With Summer House with Swimming Pool, Herman Koch faced a daunting yet enviable task. His previous novel, The Dinner, was a runaway best-seller across the globe, eliciting the sort of glowing reviews and lively cocktail conversations that most writers can only dream of. Even though Koch had already published five novels in his native Netherlands, The Dinner established his literary reputation on an international level. In the end, it became the most translated novel in Dutch history. How, then, could he possibly follow up this wildly successful novel?

Fans of The Dinner will be pleased to discover that Summer House with Swimming Pool shares many common themes and characteristics. Both explore the unspoken prejudices and violent urges that bubble just below the calm surface of the enlightened international elite. In addition, both are told by unreliable narrators whose compelling voices compensate for their somewhat unlikeable personalities. Koch credits his extensive background as an actor, both on Dutch radio and television, for helping him craft the right voices for his flawed narrators. “When you invent characters as an actor,” Koch says, “the main thing you have to figure out is the right kind of voice. The same goes for writing. In my experience, if you find the right voices for your characters, you’ve already done about 80 percent of the work in the book.”

The voice that Koch developed for Marc Schlosser, the narrator of Summer House with Swimming Pool, perfectly fits his personality: world-weary, opinionated, and aloof. A family practitioner whose practice caters to those in creative professions, Marc has lost his passion for work. He’s developed an aversion to the various medical tasks he routinely performs. “I envision Marc as someone who’s been in the profession for a long time,” Koch states. “He’s become jaded by the profession and his clients. He’s grown to dislike their bodies. There’s a sense that he’s not doing anything serious in his life.”

Cynical and reserved, Marc is quick to judge those around him, and not self-aware enough to recognize his own prejudices. In this way, he’s a prototypical unreliable narrator, just as Koch intended. “My real goal,” Koch tells me, “is that we as a reader might know more about the narrator than he does about himself. He might be intelligent, as Marc certainly is, but he’s too secure in his own beliefs and convinced that he’s doing the right thing.”

Appropriately, Summer House with Swimming Pool hinges on a terrible act that Marc potentially misinterprets. One of his patients, Ralph Meier, a renowned actor and unabashed womanizer, invites Marc and his family to a posh beach house for the summer. Shortly thereafter, Marc’s oldest daughter is found unconscious on the beach, the apparent victim of a sexual assault, even though when she reawakens she claims to have no memory of what occurred. Marc convinces himself that Ralph committed the crime and becomes consumed with the idea of revenge. When Ralph shows up at his practice in failing health afterward, Marc purposefully misdiagnoses the condition, putting his practice and Ralph’s life in jeopardy.HK Cover

More than anything, with his last two novels Koch has proven himself adept at creating complicated antiheroes—deeply flawed, somewhat unlikeable protagonists who remain compelling despite their ethically questionable decisions. When asked why he’s drawn to such individuals, Koch replies: “I was thinking a lot about characters in TV series like Tony Soprano and Don Draper who are not sympathetic in many ways and often do horrible acts, but at the same time viewers come to feel for them in certain ways, to understand the world through their eyes. That’s what I was striving for in a sense with my last two novels.”

Even though Marc exhibits certain sociopathic characteristics, Koch keeps readers invested in him by grounding his dubious actions in a plausible parental instinct to avenge his daughter’s honor. Ultimately, Summer House with Swimming Pool forces us to consider an uncomfortable, vexing question: How would we, as parents, have reacted if the same thing had supposedly happened to our daughter?

■ **Supplied information**
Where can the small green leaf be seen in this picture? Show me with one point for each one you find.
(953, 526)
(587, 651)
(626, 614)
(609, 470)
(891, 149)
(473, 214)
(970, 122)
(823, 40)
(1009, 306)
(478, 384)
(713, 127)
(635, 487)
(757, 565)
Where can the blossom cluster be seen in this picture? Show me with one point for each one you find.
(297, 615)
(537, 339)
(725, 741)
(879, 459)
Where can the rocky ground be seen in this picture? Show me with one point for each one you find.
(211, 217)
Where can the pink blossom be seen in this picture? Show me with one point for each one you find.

---

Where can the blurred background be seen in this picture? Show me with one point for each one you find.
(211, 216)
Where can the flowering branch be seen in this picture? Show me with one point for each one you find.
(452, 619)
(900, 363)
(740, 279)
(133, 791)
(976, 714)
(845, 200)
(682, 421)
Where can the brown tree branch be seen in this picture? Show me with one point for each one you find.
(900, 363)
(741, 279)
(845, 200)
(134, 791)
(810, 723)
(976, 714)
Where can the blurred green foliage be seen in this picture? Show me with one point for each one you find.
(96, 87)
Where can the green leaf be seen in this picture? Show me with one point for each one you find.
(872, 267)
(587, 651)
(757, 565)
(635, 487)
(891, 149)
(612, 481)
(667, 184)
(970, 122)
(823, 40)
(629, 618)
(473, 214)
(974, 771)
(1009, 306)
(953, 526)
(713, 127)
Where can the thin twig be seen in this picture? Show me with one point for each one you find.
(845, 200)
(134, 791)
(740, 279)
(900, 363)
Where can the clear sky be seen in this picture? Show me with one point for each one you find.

■ **Tasks for this exercise**
• A. Which people and characters does the Koch article name? List every one.
• B. Could you copy everything in the Koch article from "With Summer House" down to "wildly successful novel?"?

■ **Task solutions**
• A. Herman Koch, Marc Schlosser, Ralph Meier, Tony Soprano, Don Draper

• B.
With Summer House with Swimming Pool, Herman Koch faced a daunting yet enviable task. His previous novel, The Dinner, was a runaway best-seller across the globe, eliciting the sort of glowing reviews and lively cocktail conversations that most writers can only dream of. Even though Koch had already published five novels in his native Netherlands, The Dinner established his literary reputation on an international level. In the end, it became the most translated novel in Dutch history. How, then, could he possibly follow up this wildly successful novel?